EXERCISE AIM
An exact copy of the lines from the one containing "Mark a point on each instance of the blue" through the end of the material is all that is wanted; transcribe only those.

BEGIN TASK INPUTS

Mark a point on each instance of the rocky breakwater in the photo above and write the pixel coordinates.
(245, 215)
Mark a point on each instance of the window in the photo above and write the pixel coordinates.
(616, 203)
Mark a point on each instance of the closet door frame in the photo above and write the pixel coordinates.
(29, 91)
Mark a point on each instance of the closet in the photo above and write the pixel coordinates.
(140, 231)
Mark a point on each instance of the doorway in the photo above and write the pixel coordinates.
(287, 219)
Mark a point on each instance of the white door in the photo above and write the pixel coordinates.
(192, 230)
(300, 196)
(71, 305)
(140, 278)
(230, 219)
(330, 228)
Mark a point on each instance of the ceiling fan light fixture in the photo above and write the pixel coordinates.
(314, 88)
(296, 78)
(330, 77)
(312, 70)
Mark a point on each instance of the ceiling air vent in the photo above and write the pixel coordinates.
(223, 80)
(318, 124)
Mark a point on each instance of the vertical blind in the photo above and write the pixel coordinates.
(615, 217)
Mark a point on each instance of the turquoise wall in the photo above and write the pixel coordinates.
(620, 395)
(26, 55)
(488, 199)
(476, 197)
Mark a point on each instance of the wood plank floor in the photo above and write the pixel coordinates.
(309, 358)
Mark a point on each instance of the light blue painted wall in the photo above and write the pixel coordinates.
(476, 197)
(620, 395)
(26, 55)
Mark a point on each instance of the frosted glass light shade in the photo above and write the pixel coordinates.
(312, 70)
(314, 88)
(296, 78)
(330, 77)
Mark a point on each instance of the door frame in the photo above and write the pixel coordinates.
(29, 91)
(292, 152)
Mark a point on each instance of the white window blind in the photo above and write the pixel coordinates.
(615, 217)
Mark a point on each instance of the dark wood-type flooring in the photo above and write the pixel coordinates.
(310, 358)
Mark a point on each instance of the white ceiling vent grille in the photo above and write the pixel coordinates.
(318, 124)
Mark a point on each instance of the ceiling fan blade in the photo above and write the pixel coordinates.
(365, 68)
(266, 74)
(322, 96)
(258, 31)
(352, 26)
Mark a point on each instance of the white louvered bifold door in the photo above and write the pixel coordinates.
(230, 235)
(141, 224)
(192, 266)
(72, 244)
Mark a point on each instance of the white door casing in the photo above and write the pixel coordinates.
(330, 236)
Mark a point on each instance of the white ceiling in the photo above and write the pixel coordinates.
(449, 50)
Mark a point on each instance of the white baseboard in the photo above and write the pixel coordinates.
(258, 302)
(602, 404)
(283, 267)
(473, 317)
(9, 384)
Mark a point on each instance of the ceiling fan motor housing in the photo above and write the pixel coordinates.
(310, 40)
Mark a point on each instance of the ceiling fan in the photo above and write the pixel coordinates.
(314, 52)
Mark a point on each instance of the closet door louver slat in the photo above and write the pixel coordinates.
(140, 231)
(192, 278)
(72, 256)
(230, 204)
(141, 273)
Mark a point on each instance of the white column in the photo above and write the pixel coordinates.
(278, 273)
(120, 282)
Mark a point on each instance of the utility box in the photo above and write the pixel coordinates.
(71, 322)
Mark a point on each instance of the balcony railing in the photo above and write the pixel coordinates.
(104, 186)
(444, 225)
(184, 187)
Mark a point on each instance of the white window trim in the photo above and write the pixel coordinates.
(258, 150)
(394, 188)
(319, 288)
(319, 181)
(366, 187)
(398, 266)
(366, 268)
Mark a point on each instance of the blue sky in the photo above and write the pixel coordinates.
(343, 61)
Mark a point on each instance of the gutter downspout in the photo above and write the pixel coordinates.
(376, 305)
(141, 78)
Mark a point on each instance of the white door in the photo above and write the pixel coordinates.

END TASK INPUTS

YOUR RESPONSE
Mark a point on each instance of the blue sky in the photo above and write the pixel coordinates.
(343, 61)
Mark a point on each instance of the gutter downspout in the photo above and write the pixel coordinates.
(376, 305)
(141, 78)
Mark a point on each instance of the white door in the photo above and write the pixel coordinates.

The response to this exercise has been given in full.